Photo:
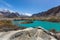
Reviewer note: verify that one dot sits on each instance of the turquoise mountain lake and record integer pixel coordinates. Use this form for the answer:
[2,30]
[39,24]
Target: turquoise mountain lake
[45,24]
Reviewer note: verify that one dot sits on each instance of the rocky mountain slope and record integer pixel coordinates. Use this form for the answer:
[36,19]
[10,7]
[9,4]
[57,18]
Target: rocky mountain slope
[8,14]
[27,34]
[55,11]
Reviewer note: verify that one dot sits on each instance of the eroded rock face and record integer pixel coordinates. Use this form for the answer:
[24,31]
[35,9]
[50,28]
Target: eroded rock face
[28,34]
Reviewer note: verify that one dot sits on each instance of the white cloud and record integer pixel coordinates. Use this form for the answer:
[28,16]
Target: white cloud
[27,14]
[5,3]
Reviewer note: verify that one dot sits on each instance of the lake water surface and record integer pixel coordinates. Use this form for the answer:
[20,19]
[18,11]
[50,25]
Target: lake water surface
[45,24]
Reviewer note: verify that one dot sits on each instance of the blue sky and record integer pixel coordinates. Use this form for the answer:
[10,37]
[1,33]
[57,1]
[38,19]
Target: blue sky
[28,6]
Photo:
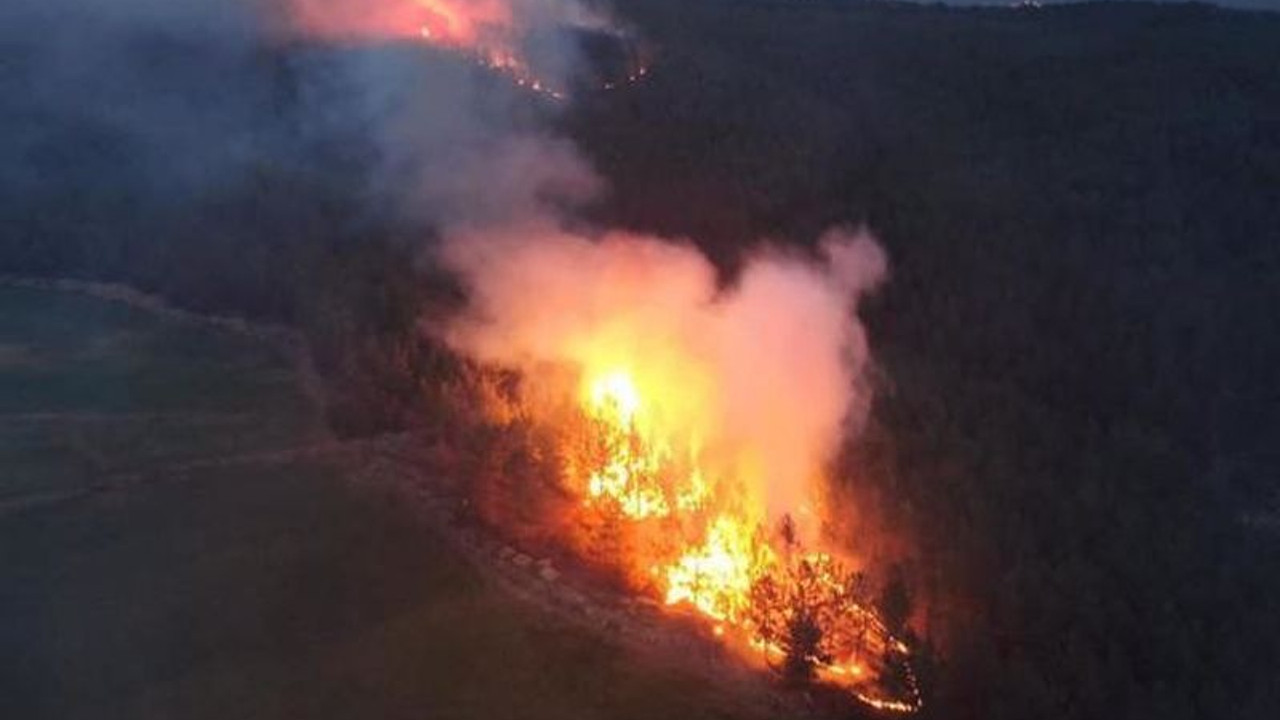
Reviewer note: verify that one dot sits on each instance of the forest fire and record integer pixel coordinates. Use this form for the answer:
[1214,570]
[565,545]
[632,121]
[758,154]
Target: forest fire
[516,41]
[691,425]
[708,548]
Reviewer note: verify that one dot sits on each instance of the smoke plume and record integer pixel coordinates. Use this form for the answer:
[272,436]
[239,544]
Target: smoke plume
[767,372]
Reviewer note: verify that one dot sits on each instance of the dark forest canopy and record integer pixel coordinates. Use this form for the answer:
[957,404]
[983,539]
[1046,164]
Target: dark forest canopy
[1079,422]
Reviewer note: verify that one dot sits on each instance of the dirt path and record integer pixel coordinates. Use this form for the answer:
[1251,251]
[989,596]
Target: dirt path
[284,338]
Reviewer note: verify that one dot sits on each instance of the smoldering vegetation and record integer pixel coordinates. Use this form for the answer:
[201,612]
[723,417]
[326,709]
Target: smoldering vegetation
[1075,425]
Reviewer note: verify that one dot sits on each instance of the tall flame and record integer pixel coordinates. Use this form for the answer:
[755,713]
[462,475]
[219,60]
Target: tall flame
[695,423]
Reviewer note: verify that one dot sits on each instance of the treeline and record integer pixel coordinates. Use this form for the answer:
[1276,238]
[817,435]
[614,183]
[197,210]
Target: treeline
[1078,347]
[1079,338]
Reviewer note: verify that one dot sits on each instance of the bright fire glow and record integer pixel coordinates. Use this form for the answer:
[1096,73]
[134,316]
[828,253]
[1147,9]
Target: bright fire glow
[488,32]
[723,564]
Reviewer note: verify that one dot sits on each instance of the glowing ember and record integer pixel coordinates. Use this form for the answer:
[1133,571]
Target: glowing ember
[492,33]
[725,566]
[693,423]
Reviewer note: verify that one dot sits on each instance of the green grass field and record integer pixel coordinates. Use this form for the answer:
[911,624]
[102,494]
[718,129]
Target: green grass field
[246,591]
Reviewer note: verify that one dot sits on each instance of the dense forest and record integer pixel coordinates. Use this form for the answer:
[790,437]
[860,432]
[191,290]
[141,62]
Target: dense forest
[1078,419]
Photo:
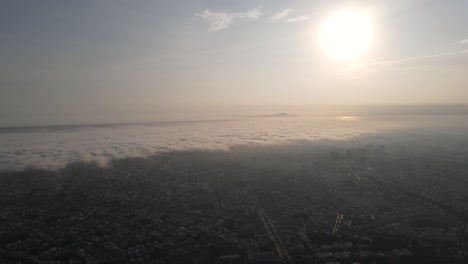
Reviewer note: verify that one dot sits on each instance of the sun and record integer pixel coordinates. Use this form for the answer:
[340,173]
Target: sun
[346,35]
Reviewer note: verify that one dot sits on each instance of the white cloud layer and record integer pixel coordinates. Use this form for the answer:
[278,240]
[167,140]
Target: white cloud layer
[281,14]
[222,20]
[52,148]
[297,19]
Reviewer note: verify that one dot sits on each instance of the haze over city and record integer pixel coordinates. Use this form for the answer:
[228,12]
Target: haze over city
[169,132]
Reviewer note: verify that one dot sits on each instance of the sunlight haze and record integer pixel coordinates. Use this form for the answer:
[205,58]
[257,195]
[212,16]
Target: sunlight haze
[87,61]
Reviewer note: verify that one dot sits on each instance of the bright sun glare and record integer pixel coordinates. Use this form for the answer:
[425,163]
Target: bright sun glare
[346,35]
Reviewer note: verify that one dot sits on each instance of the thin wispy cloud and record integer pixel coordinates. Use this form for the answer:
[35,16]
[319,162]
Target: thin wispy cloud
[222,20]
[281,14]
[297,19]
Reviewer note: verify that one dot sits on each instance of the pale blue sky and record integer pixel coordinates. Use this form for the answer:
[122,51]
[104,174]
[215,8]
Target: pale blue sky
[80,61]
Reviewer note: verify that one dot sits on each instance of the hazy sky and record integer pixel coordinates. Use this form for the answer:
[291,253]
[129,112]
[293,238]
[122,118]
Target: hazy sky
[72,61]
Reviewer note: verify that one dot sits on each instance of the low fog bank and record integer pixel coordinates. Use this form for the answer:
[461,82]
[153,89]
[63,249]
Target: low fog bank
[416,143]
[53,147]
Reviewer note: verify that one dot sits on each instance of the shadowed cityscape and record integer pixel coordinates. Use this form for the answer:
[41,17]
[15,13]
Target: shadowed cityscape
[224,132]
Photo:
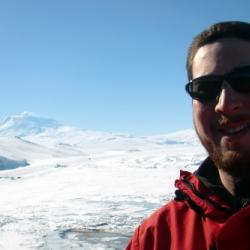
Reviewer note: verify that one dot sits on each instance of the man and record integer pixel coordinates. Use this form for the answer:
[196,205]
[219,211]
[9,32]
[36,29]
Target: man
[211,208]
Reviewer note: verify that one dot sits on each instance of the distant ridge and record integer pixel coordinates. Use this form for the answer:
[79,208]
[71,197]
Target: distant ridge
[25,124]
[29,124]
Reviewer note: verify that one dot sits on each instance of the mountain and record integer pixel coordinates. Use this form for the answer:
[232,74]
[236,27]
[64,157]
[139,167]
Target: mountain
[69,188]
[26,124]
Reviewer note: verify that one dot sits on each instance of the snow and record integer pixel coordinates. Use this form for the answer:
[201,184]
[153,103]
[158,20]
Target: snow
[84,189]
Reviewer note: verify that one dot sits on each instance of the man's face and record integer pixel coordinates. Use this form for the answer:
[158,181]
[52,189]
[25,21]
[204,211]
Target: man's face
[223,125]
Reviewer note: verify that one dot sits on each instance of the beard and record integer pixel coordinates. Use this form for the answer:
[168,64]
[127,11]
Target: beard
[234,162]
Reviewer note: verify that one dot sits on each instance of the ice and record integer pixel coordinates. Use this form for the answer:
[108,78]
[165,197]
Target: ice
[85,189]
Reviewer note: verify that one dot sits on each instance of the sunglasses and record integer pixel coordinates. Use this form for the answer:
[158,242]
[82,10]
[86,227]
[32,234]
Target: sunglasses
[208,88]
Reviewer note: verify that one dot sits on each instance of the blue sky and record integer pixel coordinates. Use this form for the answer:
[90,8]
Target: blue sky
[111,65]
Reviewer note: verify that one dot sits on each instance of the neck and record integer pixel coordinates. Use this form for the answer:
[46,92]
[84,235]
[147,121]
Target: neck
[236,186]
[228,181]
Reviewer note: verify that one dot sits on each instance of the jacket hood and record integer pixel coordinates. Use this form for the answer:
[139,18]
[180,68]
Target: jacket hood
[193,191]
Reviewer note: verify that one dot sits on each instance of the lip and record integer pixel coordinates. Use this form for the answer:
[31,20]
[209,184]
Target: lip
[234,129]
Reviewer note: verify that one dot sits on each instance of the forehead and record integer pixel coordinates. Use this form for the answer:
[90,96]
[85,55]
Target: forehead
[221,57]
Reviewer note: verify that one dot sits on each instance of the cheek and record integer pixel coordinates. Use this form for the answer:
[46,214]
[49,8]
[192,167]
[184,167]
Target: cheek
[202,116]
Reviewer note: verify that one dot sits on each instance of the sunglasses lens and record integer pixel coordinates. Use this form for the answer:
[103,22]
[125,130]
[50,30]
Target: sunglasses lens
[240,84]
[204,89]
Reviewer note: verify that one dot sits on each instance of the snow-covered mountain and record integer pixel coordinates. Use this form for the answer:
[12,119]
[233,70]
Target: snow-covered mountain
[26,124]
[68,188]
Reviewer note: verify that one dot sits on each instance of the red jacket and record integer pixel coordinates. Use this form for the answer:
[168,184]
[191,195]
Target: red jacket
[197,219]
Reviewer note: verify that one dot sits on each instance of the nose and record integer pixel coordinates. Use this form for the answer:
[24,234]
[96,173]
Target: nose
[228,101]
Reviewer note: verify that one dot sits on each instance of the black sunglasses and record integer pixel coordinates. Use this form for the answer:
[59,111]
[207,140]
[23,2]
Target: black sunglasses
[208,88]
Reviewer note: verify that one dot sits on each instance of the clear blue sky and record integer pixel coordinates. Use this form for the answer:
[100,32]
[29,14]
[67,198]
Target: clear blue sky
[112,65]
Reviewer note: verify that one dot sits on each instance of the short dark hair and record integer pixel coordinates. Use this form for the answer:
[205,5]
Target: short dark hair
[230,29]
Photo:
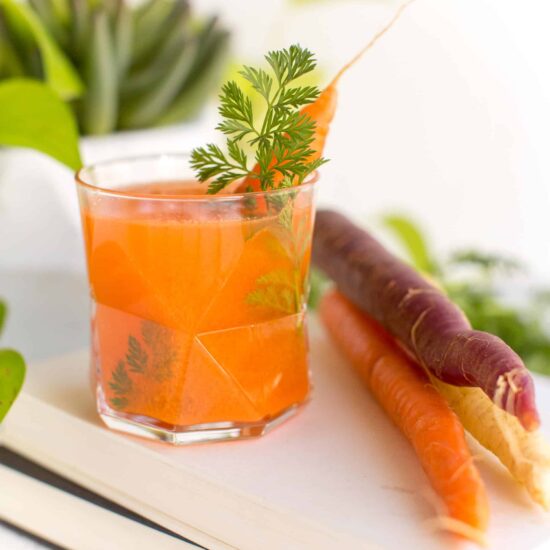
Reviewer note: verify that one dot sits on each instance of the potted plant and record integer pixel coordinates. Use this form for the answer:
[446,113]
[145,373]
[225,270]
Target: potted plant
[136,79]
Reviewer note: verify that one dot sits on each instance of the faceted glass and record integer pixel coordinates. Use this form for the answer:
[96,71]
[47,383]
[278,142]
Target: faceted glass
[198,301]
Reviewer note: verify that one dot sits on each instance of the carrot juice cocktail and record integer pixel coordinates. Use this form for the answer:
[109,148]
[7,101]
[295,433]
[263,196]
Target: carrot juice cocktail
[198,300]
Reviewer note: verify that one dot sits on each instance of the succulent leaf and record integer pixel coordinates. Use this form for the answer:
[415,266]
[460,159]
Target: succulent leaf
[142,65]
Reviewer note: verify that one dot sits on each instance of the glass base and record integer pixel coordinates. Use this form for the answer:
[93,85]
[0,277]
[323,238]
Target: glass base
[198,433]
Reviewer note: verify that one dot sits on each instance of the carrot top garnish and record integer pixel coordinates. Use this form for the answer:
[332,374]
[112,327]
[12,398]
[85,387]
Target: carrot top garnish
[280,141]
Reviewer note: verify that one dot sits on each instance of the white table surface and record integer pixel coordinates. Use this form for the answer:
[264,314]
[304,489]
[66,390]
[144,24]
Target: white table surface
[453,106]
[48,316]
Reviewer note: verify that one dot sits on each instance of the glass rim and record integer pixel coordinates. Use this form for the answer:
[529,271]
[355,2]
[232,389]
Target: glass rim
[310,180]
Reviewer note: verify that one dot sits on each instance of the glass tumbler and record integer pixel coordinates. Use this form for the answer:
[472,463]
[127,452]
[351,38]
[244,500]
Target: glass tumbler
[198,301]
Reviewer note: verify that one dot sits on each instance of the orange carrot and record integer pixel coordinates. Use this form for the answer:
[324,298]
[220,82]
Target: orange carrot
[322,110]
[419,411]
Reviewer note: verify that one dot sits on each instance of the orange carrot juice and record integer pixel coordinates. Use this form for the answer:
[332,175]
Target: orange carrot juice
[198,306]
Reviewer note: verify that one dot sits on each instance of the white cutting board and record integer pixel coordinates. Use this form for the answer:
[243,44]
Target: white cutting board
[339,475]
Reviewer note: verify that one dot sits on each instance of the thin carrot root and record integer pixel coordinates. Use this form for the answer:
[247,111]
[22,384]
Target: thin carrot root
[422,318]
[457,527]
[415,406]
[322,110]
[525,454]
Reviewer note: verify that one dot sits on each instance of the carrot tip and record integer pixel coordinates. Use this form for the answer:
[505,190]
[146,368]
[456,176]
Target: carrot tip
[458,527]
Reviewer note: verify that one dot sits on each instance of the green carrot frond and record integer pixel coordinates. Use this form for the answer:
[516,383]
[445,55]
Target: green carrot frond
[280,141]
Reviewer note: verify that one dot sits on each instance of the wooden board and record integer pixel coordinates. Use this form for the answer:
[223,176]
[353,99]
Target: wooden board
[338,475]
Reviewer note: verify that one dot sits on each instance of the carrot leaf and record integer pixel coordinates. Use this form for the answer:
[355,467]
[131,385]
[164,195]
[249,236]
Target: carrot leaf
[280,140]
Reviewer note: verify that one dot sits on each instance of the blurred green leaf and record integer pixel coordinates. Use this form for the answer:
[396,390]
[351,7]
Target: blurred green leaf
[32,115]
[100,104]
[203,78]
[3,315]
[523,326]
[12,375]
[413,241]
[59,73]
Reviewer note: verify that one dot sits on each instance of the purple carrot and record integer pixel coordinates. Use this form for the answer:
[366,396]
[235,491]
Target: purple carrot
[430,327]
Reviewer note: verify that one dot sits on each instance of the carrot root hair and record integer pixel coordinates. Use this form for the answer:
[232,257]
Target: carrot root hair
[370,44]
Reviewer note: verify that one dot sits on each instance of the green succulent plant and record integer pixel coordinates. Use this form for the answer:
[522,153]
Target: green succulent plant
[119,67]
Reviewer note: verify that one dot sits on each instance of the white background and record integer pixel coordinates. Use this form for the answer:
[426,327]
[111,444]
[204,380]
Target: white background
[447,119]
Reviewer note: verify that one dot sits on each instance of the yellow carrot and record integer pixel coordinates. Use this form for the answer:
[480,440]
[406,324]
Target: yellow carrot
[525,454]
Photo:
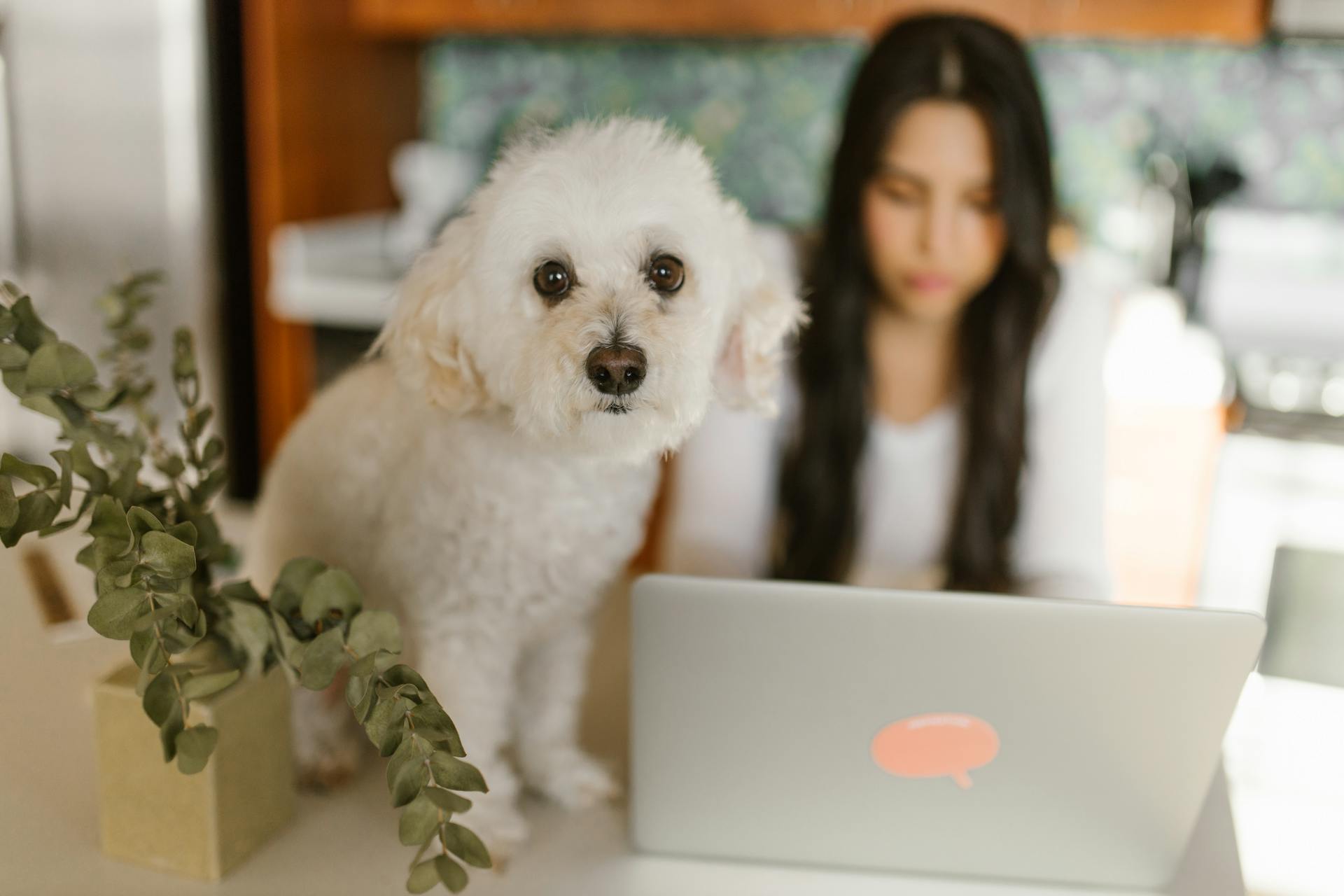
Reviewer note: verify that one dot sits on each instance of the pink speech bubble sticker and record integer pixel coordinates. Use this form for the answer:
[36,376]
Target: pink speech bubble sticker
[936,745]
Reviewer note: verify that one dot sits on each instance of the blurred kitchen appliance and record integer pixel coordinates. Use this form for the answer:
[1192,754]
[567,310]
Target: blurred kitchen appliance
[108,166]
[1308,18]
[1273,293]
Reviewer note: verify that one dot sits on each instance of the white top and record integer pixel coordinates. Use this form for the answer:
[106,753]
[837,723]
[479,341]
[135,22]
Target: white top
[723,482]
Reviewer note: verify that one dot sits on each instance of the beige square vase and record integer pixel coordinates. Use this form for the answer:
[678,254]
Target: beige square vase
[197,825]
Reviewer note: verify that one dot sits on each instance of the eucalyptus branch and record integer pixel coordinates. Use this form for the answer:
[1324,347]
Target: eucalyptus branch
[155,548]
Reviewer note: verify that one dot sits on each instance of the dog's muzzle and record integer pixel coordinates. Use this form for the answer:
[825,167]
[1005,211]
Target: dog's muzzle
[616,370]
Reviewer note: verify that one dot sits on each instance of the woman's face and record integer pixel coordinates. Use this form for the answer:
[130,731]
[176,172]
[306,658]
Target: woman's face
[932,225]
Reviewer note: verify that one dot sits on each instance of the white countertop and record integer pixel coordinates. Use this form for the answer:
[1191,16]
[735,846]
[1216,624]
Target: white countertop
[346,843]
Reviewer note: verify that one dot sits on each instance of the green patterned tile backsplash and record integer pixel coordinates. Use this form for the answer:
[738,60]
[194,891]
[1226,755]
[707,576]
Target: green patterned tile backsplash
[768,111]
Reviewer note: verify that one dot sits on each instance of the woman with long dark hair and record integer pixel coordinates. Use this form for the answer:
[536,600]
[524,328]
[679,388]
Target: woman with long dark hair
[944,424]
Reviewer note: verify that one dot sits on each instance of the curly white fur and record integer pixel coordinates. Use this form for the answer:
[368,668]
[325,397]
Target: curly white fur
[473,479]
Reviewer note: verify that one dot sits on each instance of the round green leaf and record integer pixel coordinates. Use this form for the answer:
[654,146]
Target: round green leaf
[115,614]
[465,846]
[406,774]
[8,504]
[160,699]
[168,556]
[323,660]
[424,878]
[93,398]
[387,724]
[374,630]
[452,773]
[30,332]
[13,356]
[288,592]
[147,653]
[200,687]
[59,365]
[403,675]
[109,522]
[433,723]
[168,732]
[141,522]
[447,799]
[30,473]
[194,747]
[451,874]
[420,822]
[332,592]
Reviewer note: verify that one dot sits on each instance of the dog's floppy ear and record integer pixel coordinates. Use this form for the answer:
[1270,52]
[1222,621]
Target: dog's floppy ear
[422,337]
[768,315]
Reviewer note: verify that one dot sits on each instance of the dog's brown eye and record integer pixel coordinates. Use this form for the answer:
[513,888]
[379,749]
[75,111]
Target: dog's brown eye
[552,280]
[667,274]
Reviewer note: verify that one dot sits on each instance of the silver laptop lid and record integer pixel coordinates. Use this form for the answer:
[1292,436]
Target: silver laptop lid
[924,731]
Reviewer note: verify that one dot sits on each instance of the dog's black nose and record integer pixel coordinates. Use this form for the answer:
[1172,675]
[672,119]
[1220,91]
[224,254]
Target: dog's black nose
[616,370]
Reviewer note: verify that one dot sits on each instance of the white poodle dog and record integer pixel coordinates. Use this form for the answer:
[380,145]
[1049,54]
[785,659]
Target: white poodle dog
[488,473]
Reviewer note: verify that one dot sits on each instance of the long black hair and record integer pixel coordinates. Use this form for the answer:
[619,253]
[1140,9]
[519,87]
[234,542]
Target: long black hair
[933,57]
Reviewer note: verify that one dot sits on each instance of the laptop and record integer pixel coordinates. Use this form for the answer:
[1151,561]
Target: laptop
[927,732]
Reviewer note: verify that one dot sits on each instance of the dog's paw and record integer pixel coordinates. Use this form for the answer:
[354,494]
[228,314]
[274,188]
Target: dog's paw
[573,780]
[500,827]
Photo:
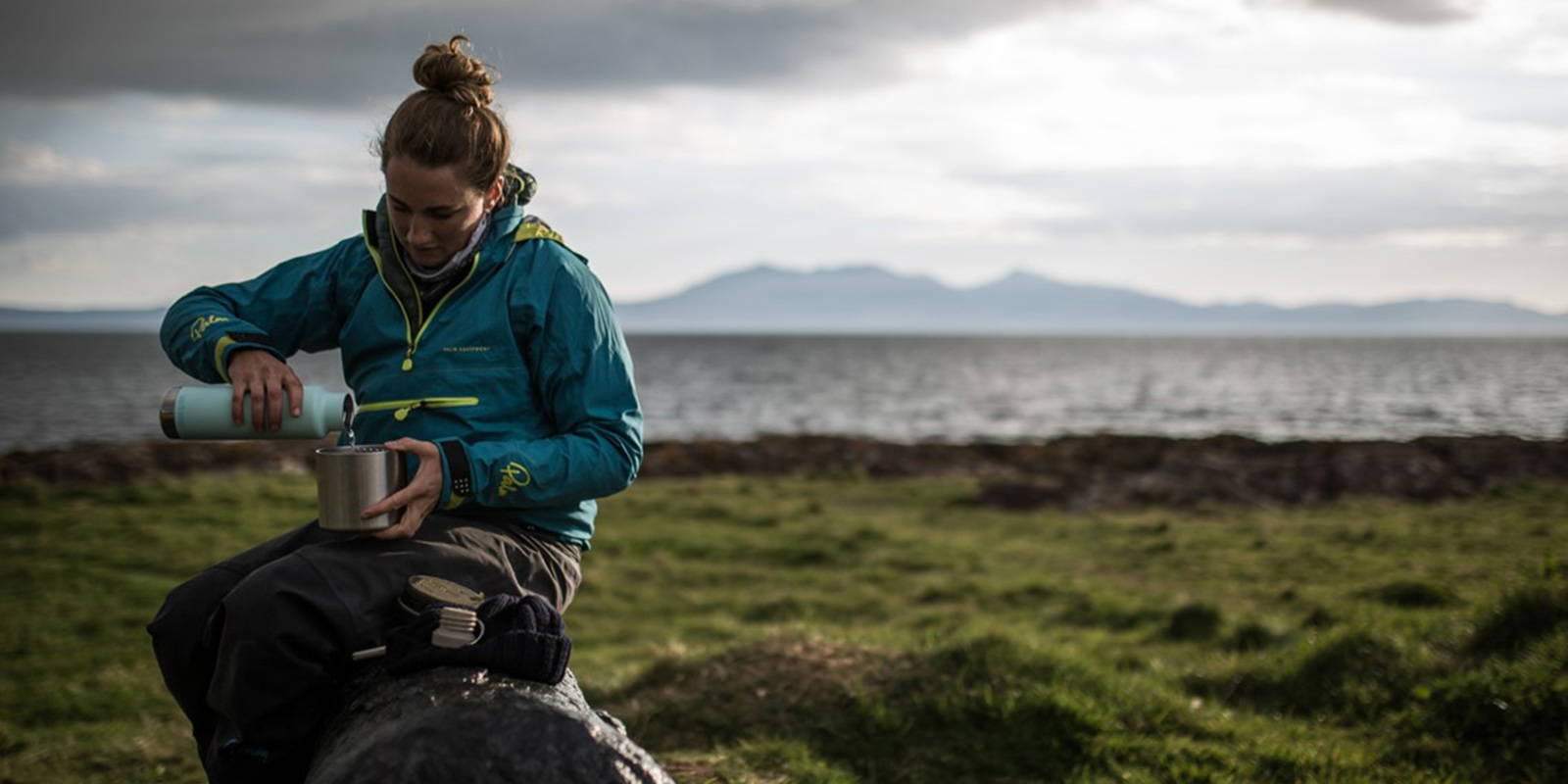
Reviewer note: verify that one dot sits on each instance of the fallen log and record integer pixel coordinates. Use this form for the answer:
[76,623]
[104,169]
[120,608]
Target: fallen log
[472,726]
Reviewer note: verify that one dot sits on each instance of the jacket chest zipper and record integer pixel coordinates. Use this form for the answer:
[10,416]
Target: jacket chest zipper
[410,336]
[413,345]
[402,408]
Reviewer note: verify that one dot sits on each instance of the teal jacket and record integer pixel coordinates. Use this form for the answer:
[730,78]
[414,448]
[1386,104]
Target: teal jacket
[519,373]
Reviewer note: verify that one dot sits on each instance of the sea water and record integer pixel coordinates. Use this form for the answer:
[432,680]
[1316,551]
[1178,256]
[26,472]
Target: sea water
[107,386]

***

GIVEN TASK - From the line holding "the jacket chest" through the last line above, reproduce each line exactly and add nothing.

OUTPUT BELOW -
Reviewer note: verify that one dot sits on each instance of the jacket chest zipper and record integer pixel coordinates. Use this form for the answer:
[10,416]
Target: jacket chest zipper
[410,336]
[413,345]
[402,408]
Reviewer note: verify that one dot sits on each instance of the teal jacket and record integer pixel coordinates. Use this form for the answer:
[730,78]
[414,448]
[1386,104]
Target: teal jacket
[519,373]
Reviewer note: verify that one dot sits on each instance of the sea water and record integer pixel coordinates. Use this form for the answer:
[432,680]
[1316,551]
[1178,256]
[26,472]
Target: sea water
[107,386]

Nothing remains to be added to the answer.